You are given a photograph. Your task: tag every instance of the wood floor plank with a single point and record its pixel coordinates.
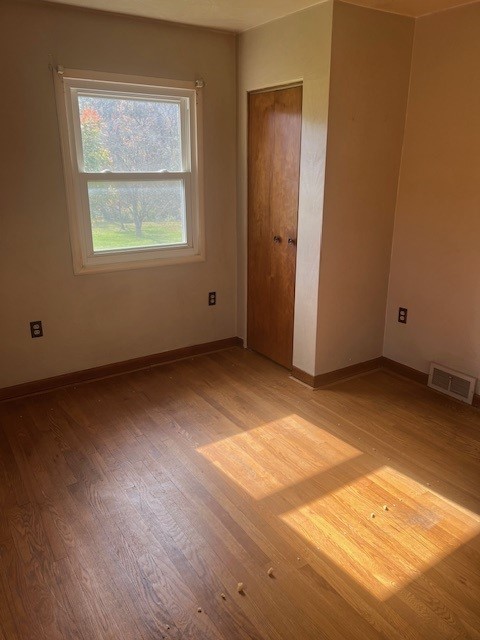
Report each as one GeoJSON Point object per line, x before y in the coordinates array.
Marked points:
{"type": "Point", "coordinates": [128, 504]}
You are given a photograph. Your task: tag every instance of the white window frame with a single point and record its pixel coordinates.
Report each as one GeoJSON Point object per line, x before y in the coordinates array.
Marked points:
{"type": "Point", "coordinates": [68, 83]}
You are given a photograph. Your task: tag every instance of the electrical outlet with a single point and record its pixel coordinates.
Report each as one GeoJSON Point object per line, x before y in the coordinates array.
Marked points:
{"type": "Point", "coordinates": [36, 329]}
{"type": "Point", "coordinates": [402, 315]}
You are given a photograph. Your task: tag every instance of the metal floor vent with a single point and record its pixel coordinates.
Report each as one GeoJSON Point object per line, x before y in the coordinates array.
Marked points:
{"type": "Point", "coordinates": [455, 384]}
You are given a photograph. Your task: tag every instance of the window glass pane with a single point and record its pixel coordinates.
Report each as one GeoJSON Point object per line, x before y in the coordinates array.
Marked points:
{"type": "Point", "coordinates": [121, 134]}
{"type": "Point", "coordinates": [128, 215]}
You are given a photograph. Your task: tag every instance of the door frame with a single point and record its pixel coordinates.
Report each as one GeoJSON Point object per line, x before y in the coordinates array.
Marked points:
{"type": "Point", "coordinates": [266, 89]}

Task to carry out
Show every line above in which the word "Your" appears.

Solution for this problem
You are given a photograph. Your task: tag every instance of the wood floor plank with a single point and record its pixel coordinates.
You are given a photograph. Your task: tag every instance of the white window frame with a single point and record its pixel coordinates.
You are given a photograph. Your task: tag every instance of the electrical outlet with a single point and record its pixel coordinates.
You are given a photograph. Your task: tag every instance of the metal floor vent with a single point and record its pixel coordinates.
You are given a photograph. Your task: tag every instance of the window glass pane with a single point and record its pixel coordinates.
You are given a photograph. Your task: tag every instance of the door frame with a single point and record its pixel coordinates.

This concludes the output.